Schäuble’s Secret Austerity Plan for Germany

By Christian Reiermann and Michael Sauga

DPA
The German government and opposition are pledging higher benefits for pensioners, families and the long-term unemployed ahead of elections next year, but Finance Minister Wolfgang Schäuble is secretly planning cutbacks to prepare for a weakening economy and possible fallout from the euro crisis.

German Finance Minister Wolfgang Schäuble has an inimitable way of misleading his listeners with a torrent of obfuscating words. When asked if the Greek bailout would cost more money, he responded: "Not necessarily," adding that there was merely "a greater financial requirement on the timeline."

ANZEIGE

It could soon be a similar story with yet another gem from Schäuble’s repertoire of quotations. "Germany is clearly a gainer from the euro," as the minister likes to say. But if what his team has been writing over the past few weeks is true, Germans will soon find that their presumed winnings have transformed into losses.The government in Berlin is living in a dual reality. Strategists in the center-right coaliton parties are planning to enhance benefits for families, pensioners and the long-term unemployed in a bid to woo voters in the upcoming elections.
By contrast, due to the economic slowdown, experts in Schäuble’s ministry are anticipating an entirely different scenario: The next government — no matter who will be chancellor and which parties will be in power — won’t be able to boost spending. Instead, it will have to impose rigorous spending restraint.

According to the recommendations made by Schäuble’s team, in order to brace itself for the consequences of the euro crisis, Germany will have to drastically increase taxes and make painful cuts in social services over the coming years.

These ideas don’t fit with the current political climate in Germany, which has been characterized for months by a passionate debate about how additional money could be used to combat poverty among the elderly and improve life for low-wage earners. Schäuble nevertheless feels that his experts’ forecasts are realistic. He has expressly approved their proposals and ordered them to continue to work on the cost-cutting program. At the same time, he has ordered strict secrecy to avoid any adverse effects on his party’s campaigns for the upcoming state election in Lower Saxony in January and the general election in the fall of 2013.

The Germans face a bitter déjà vu. It was only 10 years ago that then-Chancellor Gerhard Schröder of the center-left Social Democrats (SPD) and his conservative challenger Edmund Stoiber fought an election campaign that was primarily focused on social justice. After Schröder’s victory, it became clear that Germany was strapped for cash. Subsequently, the chancellor introduced his radical — and widely unpopular — "Agenda 2010" reforms of the labor market and welfare system. This time, Schäuble’s team has calculated that even deeper cuts may be needed.

GIVEN TASK 1
Answer these questions from the article on Schäuble's austerity plan:
(a) In which month is the state election in Lower Saxony?
(b) What were the labor market and welfare reforms introduced by Gerhard Schröder called?
(c) What did Schäuble first reply when asked if the Greek bailout would cost more money?

PROVIDED RECORDS
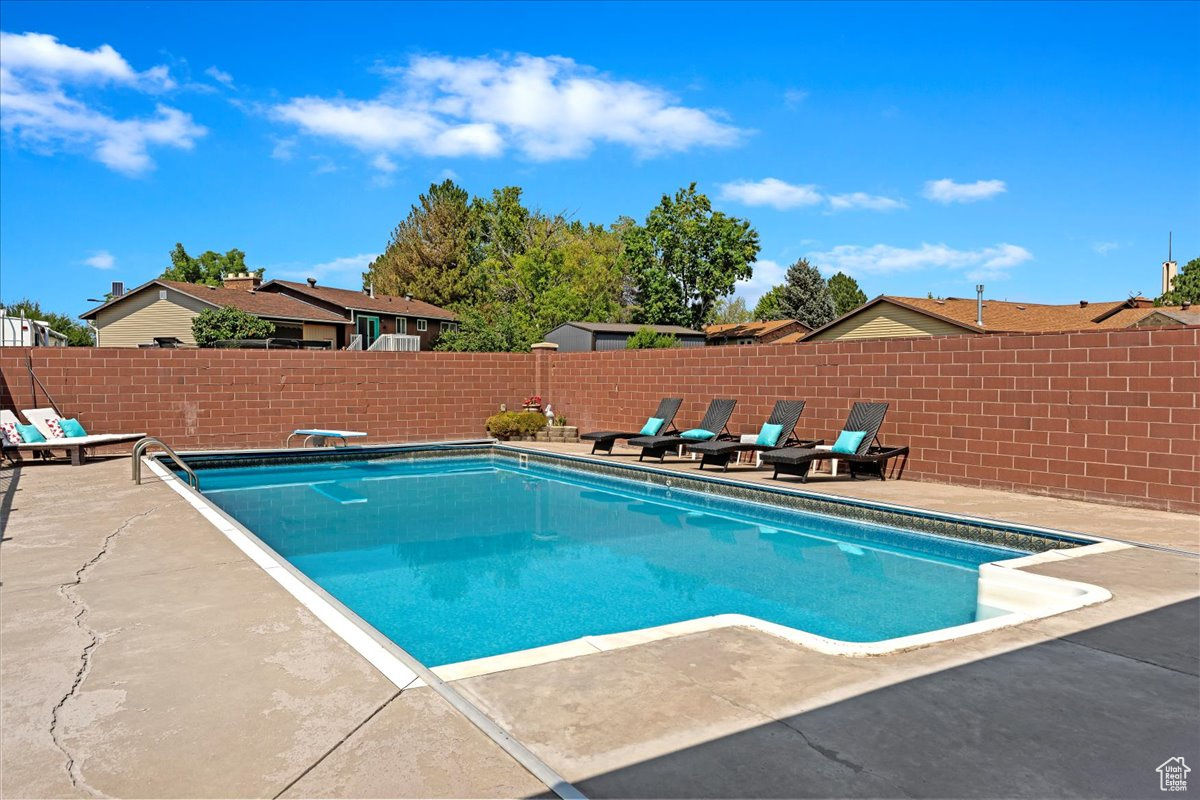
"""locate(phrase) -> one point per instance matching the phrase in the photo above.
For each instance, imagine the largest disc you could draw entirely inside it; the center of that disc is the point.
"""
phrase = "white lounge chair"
(73, 446)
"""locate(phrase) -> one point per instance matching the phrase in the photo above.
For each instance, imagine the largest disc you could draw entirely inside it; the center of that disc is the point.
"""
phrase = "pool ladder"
(149, 441)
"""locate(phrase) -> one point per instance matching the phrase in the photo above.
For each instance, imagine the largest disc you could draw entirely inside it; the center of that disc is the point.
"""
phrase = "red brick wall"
(1096, 415)
(244, 398)
(1107, 416)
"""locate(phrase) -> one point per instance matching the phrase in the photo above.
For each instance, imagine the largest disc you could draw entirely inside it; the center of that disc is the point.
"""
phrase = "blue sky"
(1044, 150)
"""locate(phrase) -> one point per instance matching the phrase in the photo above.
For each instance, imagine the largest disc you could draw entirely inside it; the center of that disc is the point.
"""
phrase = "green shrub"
(216, 324)
(647, 338)
(515, 423)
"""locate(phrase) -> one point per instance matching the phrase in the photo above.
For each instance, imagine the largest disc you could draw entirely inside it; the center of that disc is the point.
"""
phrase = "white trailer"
(22, 331)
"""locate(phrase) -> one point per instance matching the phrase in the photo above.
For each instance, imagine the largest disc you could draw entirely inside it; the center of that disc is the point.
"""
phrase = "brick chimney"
(243, 281)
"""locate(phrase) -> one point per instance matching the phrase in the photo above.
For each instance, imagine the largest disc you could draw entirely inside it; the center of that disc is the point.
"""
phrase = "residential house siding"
(887, 320)
(147, 316)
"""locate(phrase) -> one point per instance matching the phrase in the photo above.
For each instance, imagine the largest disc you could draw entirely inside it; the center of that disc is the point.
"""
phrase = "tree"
(216, 324)
(1186, 287)
(769, 305)
(430, 254)
(78, 334)
(731, 312)
(208, 268)
(805, 295)
(687, 257)
(846, 294)
(647, 338)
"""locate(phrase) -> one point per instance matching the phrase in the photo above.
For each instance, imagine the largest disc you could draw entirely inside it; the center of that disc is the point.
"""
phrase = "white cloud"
(545, 108)
(783, 196)
(220, 76)
(101, 260)
(343, 272)
(37, 110)
(795, 97)
(864, 200)
(383, 163)
(43, 55)
(767, 274)
(773, 192)
(885, 259)
(946, 191)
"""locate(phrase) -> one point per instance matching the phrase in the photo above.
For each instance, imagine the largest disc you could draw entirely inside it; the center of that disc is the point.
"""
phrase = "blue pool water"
(463, 558)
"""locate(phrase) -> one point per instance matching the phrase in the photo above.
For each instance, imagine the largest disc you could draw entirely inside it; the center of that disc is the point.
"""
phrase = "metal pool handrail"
(139, 449)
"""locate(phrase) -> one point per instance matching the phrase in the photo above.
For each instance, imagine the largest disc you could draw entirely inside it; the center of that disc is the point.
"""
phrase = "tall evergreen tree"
(805, 295)
(685, 258)
(430, 254)
(846, 294)
(769, 306)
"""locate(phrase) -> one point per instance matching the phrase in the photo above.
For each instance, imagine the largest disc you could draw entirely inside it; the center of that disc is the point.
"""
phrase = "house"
(889, 317)
(755, 332)
(162, 308)
(371, 314)
(581, 337)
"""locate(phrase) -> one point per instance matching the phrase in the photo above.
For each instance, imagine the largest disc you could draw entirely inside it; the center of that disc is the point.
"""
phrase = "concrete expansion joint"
(339, 743)
(825, 752)
(67, 590)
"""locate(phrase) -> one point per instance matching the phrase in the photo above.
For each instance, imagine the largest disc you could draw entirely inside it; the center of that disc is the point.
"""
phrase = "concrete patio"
(143, 655)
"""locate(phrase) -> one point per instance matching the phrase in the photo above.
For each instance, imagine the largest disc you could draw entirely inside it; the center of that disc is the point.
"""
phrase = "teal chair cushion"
(652, 427)
(769, 434)
(849, 441)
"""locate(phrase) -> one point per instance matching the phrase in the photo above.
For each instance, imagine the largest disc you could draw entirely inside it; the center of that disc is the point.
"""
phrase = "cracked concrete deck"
(144, 656)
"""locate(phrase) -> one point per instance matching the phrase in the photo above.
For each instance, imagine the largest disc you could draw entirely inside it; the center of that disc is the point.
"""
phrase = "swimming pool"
(475, 553)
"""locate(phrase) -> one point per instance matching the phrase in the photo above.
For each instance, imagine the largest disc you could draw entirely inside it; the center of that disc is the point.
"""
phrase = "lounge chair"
(604, 440)
(869, 456)
(75, 446)
(713, 425)
(785, 415)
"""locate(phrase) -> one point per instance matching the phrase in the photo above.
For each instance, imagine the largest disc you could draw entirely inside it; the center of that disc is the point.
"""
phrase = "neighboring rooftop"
(268, 305)
(364, 301)
(893, 316)
(768, 331)
(624, 328)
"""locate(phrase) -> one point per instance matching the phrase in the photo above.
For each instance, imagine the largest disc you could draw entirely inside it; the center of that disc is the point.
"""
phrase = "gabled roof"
(363, 301)
(743, 330)
(624, 328)
(269, 305)
(1007, 317)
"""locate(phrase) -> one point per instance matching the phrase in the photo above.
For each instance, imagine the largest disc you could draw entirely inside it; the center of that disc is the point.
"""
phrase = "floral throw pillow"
(10, 433)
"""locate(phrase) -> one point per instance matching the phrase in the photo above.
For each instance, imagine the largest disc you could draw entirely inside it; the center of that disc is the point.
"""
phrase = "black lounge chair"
(715, 419)
(871, 457)
(604, 440)
(785, 414)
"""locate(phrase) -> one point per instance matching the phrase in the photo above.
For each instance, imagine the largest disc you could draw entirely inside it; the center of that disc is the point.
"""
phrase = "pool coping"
(1005, 582)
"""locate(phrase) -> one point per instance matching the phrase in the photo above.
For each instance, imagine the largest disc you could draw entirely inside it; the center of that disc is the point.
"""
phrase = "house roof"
(1003, 316)
(742, 330)
(363, 301)
(622, 328)
(269, 305)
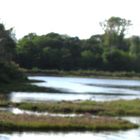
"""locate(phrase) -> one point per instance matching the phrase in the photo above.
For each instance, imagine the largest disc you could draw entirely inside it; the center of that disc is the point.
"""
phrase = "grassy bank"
(10, 122)
(85, 73)
(24, 87)
(112, 108)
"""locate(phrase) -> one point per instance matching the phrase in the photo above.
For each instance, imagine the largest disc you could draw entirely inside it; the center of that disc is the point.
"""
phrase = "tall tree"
(114, 31)
(7, 44)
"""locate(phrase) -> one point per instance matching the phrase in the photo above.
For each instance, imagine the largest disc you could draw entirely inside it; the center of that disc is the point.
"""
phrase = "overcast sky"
(72, 17)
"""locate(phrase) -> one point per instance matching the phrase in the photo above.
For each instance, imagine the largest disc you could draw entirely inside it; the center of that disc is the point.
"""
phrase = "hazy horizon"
(72, 17)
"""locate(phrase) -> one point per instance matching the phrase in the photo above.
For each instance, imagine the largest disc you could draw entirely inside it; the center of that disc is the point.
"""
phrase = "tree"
(115, 28)
(7, 44)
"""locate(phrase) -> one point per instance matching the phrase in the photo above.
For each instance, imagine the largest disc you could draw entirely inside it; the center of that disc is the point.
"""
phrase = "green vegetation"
(85, 73)
(111, 108)
(10, 122)
(110, 51)
(9, 71)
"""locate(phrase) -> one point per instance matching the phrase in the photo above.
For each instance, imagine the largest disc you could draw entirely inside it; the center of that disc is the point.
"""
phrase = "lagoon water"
(73, 88)
(81, 89)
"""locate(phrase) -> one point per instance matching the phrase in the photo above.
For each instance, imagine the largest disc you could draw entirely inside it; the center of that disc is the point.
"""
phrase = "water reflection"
(120, 135)
(35, 97)
(83, 85)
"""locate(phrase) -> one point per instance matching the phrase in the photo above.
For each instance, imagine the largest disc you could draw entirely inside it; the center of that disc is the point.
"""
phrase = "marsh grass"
(10, 122)
(110, 108)
(24, 87)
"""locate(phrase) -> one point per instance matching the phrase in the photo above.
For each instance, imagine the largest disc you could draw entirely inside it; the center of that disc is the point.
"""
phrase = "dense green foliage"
(9, 71)
(109, 51)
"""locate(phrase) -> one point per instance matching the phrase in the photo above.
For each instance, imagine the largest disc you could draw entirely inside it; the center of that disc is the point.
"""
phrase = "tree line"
(110, 51)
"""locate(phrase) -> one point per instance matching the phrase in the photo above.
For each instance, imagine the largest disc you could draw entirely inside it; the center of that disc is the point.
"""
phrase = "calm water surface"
(79, 89)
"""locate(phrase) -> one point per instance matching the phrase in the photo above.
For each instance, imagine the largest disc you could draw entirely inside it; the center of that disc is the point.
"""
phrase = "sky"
(72, 17)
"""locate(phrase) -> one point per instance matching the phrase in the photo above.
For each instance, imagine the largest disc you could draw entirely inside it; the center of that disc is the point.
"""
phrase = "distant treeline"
(110, 51)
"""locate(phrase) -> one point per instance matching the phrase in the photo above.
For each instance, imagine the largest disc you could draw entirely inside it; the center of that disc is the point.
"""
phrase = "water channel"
(73, 88)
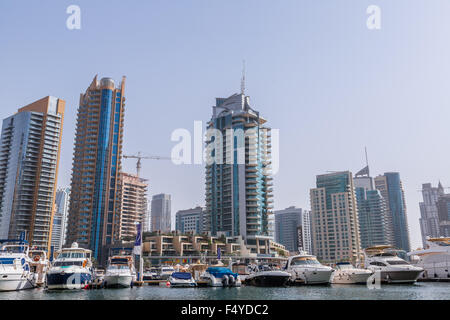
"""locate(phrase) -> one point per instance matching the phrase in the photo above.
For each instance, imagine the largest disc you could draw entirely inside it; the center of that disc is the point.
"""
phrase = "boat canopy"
(219, 272)
(182, 275)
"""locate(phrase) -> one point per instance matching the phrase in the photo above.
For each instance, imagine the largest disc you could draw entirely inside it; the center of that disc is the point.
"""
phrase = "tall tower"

GIVEN TASK 2
Pull out each line of the records that contains the string "chair".

EXERCISE RESPONSE 1
(a) January
(b) "Agenda 2010"
(c) "Not necessarily"

EXERCISE RESPONSE 2
phrase = "white lounge chair"
phrase = "teal chair cushion"
phrase = "lounge chair"
phrase = "black lounge chair"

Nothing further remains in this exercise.